___ SUPPLIED MATERIAL
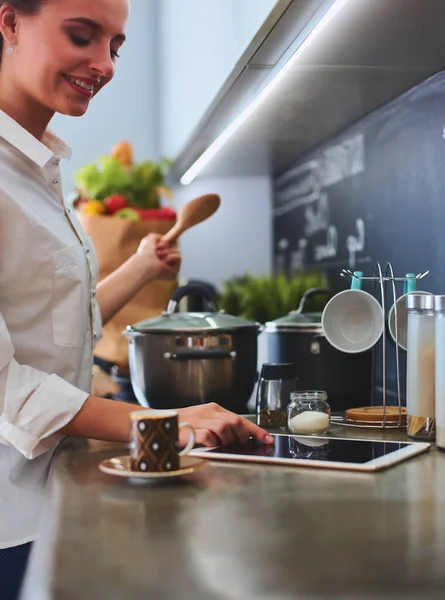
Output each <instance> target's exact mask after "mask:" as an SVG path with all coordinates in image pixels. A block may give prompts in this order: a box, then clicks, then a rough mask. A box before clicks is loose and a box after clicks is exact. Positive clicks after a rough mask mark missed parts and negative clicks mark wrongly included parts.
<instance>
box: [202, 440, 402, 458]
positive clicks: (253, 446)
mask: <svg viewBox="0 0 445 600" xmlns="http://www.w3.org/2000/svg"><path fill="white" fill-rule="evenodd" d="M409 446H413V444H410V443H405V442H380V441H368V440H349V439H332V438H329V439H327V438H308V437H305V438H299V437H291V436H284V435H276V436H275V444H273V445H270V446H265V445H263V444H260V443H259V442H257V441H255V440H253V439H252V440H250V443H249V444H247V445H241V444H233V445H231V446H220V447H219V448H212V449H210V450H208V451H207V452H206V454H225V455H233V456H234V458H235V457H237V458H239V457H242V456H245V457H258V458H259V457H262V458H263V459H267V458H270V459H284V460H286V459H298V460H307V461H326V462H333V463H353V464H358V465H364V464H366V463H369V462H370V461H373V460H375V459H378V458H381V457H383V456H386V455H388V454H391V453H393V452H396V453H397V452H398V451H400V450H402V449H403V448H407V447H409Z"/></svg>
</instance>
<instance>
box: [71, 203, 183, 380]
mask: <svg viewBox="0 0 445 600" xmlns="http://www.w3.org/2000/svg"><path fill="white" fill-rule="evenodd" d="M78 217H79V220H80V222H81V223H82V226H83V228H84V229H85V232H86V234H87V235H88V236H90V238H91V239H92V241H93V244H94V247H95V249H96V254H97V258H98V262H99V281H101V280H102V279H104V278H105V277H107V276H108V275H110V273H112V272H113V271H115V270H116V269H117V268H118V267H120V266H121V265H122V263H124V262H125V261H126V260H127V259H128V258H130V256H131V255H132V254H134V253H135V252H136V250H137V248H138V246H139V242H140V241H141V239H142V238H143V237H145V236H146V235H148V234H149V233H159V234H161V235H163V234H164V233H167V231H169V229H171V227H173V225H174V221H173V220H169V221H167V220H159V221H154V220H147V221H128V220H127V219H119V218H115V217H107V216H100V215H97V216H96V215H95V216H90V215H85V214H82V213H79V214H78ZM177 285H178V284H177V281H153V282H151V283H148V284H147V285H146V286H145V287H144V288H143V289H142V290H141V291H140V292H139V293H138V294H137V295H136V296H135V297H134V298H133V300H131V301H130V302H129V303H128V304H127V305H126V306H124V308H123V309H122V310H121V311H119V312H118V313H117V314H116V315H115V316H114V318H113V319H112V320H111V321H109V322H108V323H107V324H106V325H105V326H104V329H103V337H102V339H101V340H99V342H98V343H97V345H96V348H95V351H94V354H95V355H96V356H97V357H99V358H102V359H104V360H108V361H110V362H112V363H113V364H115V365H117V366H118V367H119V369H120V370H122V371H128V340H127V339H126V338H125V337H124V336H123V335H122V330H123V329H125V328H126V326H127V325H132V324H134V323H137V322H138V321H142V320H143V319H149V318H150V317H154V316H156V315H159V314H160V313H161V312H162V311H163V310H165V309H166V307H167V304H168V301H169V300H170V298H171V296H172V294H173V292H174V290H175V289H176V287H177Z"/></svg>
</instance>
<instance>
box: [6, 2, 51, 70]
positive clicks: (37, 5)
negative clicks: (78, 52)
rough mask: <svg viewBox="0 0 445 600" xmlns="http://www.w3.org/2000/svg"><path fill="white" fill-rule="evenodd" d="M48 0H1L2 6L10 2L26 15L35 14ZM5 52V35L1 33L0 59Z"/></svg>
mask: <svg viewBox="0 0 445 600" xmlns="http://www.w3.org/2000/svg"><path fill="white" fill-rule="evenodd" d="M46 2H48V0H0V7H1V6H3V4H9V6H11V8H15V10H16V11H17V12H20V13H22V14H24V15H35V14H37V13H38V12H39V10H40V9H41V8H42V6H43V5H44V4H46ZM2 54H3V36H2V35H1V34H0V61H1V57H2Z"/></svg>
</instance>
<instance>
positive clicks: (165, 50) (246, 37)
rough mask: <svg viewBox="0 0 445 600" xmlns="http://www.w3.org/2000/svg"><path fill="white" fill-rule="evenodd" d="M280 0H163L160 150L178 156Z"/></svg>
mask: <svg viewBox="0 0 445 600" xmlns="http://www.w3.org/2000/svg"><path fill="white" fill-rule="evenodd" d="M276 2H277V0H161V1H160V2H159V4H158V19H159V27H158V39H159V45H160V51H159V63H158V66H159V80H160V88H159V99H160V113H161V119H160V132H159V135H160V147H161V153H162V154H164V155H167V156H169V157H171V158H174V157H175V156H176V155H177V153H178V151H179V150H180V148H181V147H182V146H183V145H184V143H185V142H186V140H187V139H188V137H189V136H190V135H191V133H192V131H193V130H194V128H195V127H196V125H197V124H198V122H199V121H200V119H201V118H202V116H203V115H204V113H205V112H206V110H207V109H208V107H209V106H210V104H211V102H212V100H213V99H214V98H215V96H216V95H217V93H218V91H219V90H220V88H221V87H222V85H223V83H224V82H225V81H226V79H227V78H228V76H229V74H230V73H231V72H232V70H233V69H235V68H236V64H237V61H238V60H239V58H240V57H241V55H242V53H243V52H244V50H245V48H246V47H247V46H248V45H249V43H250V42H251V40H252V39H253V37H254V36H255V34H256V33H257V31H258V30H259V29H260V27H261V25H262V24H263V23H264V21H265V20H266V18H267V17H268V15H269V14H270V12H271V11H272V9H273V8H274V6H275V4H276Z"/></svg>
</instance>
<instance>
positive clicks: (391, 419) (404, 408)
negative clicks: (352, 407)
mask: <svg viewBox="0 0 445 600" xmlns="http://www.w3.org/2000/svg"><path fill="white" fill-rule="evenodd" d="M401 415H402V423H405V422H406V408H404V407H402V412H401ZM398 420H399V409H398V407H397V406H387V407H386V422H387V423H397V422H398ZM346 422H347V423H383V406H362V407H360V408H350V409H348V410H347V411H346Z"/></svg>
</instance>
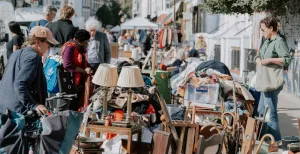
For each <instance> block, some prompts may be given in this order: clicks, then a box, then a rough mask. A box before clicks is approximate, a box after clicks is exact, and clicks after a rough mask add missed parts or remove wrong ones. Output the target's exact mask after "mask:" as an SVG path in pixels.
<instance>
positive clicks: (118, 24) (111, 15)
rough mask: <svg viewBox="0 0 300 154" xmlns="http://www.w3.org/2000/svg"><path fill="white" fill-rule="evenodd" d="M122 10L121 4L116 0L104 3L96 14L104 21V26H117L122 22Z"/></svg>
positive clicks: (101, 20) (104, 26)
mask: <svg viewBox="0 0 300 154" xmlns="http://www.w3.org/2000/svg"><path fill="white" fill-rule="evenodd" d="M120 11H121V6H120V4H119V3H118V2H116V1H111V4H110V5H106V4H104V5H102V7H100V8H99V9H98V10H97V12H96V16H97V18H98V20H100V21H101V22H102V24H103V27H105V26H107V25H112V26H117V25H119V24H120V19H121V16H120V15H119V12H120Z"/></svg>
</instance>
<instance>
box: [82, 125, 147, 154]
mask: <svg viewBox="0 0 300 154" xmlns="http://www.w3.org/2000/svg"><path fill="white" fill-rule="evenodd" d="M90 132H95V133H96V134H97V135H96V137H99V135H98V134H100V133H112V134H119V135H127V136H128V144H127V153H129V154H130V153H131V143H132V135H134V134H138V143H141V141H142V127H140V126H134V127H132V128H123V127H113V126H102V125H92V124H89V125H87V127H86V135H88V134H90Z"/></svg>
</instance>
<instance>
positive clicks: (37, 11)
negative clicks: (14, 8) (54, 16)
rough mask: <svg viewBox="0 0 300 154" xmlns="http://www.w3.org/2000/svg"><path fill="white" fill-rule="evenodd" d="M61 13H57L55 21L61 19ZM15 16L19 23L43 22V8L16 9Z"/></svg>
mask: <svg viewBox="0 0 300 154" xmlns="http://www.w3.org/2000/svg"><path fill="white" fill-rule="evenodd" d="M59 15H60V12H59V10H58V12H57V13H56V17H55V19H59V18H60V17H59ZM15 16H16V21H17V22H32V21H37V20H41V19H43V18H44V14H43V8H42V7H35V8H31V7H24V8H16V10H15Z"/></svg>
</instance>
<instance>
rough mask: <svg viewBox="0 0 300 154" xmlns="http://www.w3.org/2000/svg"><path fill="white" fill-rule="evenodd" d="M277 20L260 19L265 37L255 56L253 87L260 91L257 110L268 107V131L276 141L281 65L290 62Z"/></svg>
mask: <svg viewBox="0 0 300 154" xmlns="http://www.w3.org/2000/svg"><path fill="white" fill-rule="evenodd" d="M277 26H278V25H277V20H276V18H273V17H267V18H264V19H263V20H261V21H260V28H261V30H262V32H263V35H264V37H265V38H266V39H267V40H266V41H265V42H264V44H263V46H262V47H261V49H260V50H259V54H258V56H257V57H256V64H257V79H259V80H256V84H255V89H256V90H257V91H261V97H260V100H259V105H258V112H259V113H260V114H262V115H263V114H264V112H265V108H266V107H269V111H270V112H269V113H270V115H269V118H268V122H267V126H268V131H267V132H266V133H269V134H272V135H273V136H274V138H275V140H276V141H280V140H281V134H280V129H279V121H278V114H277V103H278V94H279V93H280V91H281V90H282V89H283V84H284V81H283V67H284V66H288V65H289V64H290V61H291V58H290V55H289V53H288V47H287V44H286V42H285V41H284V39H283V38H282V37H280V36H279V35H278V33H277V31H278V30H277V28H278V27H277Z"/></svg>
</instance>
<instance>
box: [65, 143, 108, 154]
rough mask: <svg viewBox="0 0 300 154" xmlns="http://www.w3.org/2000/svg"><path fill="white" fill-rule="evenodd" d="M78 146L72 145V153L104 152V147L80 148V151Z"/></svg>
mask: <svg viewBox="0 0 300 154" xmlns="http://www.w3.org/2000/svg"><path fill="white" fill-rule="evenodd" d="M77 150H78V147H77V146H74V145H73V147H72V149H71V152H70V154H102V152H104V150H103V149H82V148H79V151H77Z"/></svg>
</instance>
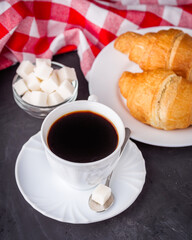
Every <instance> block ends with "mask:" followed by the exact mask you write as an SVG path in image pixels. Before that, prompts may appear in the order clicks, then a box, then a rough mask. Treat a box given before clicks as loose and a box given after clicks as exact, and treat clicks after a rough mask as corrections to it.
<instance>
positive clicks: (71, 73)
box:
______
— ABOUT THIS TASK —
Pull out each line of the material that contains the string "negative", and list those lines in their original order.

— SOLUTION —
Output each <instance> target's exact mask after "mask:" as an SVG path with all coordinates in image pixels. A block may give prompts in this order: a box, then clicks, then a rough mask. A box before clicks is loose and a box after clicks is exact. Positive clicks after a rough mask mark missed parts and negative clicks mark wrongly included parts.
negative clicks: (78, 52)
negative clicks: (352, 407)
negative clicks: (14, 8) (54, 16)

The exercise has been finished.